(Stored data entries)
··········

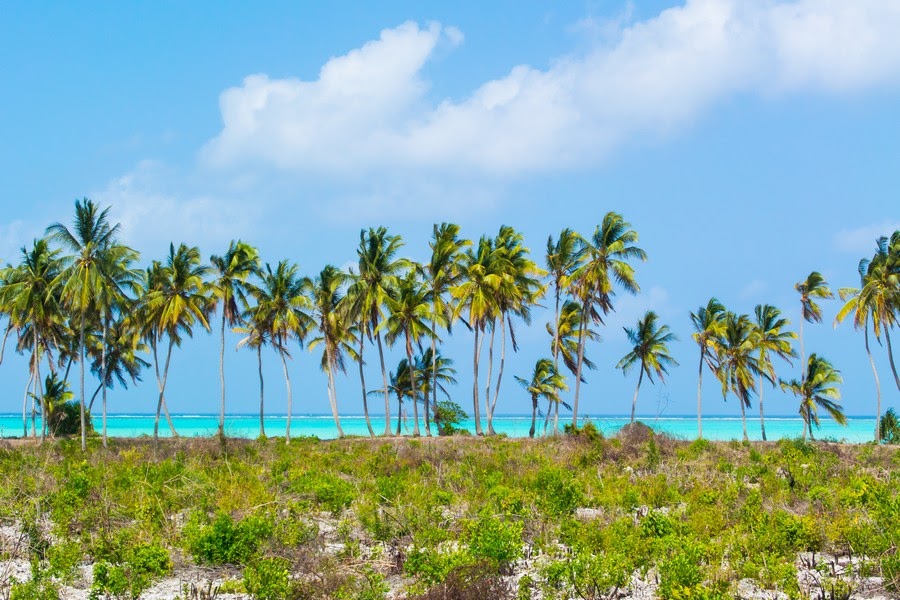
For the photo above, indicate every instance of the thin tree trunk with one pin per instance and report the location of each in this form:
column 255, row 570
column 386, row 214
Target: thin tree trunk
column 533, row 415
column 433, row 381
column 222, row 375
column 412, row 383
column 487, row 388
column 81, row 399
column 744, row 418
column 477, row 357
column 877, row 384
column 25, row 403
column 362, row 381
column 636, row 390
column 581, row 336
column 287, row 381
column 387, row 398
column 262, row 423
column 333, row 391
column 500, row 371
column 762, row 419
column 700, row 397
column 887, row 335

··········

Copy out every row above word for word, leaving out the pictures.

> **Result of this exercise**:
For the photo above, indicate every instance of the thin tree trunk with one pin per instance and report the location of each in this form:
column 255, row 570
column 386, row 214
Target: thin tree trunk
column 533, row 415
column 433, row 381
column 222, row 375
column 412, row 383
column 487, row 388
column 81, row 399
column 744, row 418
column 477, row 357
column 877, row 384
column 25, row 403
column 362, row 381
column 636, row 390
column 581, row 336
column 287, row 381
column 387, row 398
column 262, row 423
column 333, row 391
column 500, row 371
column 762, row 419
column 700, row 397
column 887, row 335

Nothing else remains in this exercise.